Data records section start
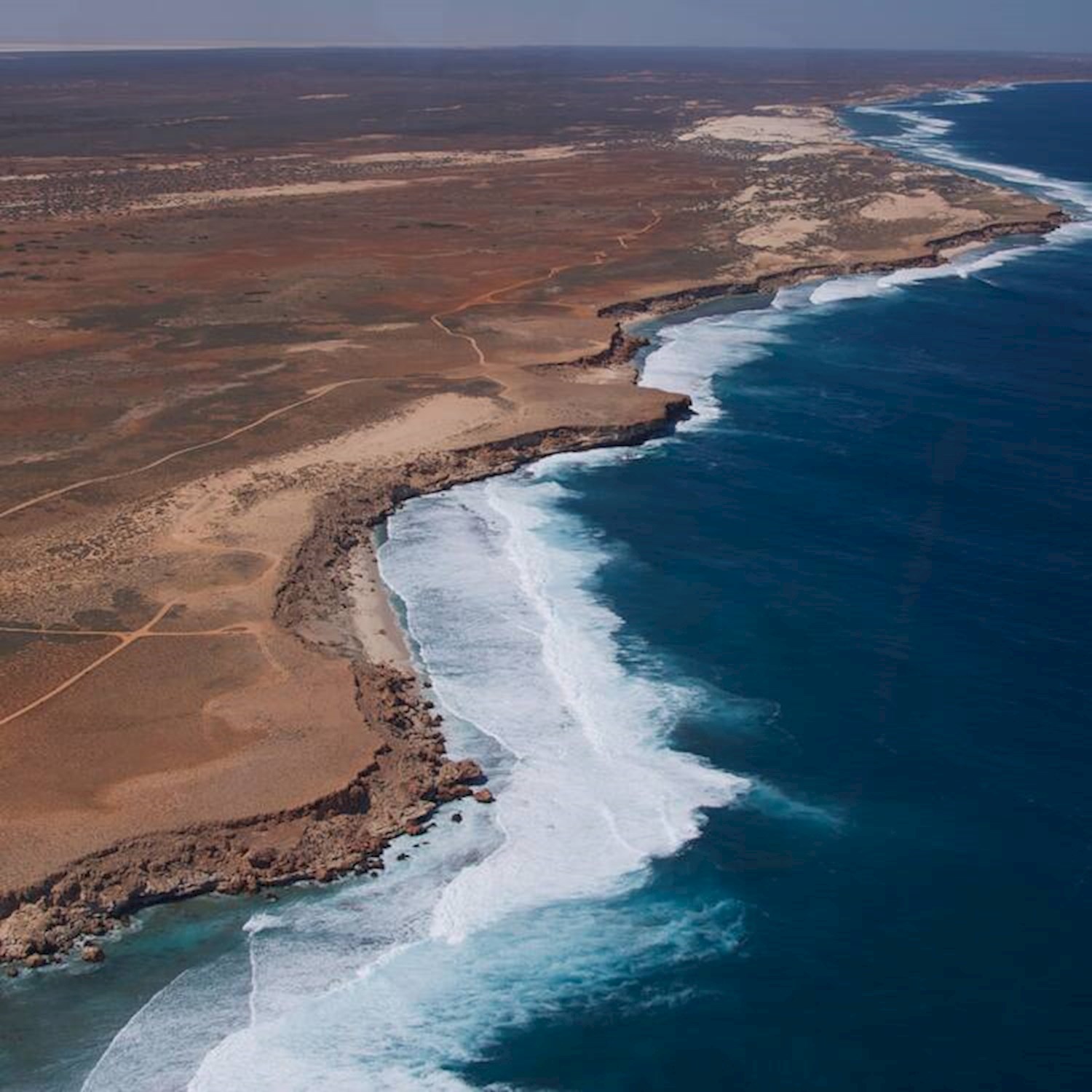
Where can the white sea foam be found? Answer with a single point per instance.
(528, 906)
(496, 582)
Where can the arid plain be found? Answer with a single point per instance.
(250, 301)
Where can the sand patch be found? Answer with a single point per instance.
(544, 153)
(917, 205)
(786, 232)
(266, 192)
(815, 126)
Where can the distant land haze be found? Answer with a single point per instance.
(1059, 25)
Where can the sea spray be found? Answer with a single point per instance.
(537, 904)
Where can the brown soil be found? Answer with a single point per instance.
(210, 401)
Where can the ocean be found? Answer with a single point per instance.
(786, 716)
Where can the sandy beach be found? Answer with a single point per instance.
(223, 377)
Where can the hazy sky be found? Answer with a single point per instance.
(1064, 25)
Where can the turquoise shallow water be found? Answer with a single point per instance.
(788, 716)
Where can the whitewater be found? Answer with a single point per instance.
(535, 902)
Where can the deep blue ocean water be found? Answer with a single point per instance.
(860, 580)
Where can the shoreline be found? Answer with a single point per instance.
(319, 602)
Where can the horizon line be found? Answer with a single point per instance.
(197, 46)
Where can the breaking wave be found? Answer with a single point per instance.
(539, 901)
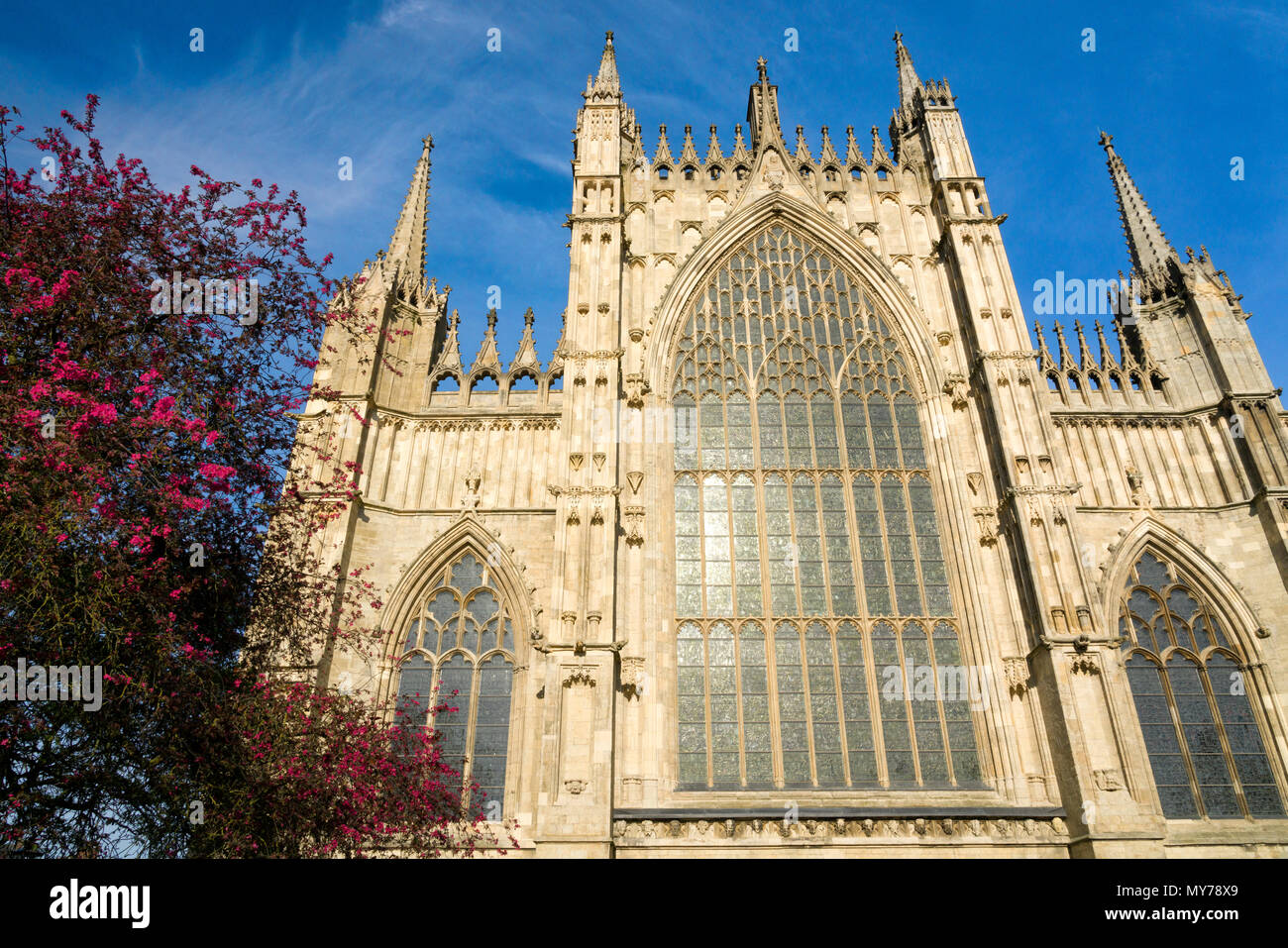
Data records section end
- **Task statement**:
Each line above is to be repeated exactly as written; no picture is carried over.

- **Reply**:
Where can the white sea foam be found? Answer with a single point per instance.
(528, 906)
(496, 582)
Where can the arid plain be found? Answer with a single point per instance.
(250, 301)
Where can the sand patch be found? Answer with a single point per instance.
(544, 153)
(917, 205)
(786, 232)
(266, 192)
(815, 126)
Where can the distant land haze be found? Answer with a single point per instance.
(1059, 25)
Where can the sea spray be found? Answer with a single point per instance.
(537, 904)
Where can the brown soil be found? Answer with a single point per instance.
(210, 401)
Where can the ocean be found? Answer with a single point per instance.
(786, 716)
Where can the sandy beach be found? Answer with a single point per instance.
(223, 377)
Where can the hazy sky be found? Answer with a single point per instance.
(1064, 25)
Where can the turquoise shallow water be found? Answer with a single point per instance.
(788, 716)
Where can the whitewater be found? Answer with a single point per instance.
(535, 902)
Where can the deep blue ocean water be found? Answer with a single point per instance.
(860, 580)
Where can the shoreline be found? Answer with a single point per instance.
(319, 602)
Where can the horizon line be found? Answer with a single point per instance.
(197, 46)
Where can the breaking wave be found? Answer with a single point per instance.
(539, 901)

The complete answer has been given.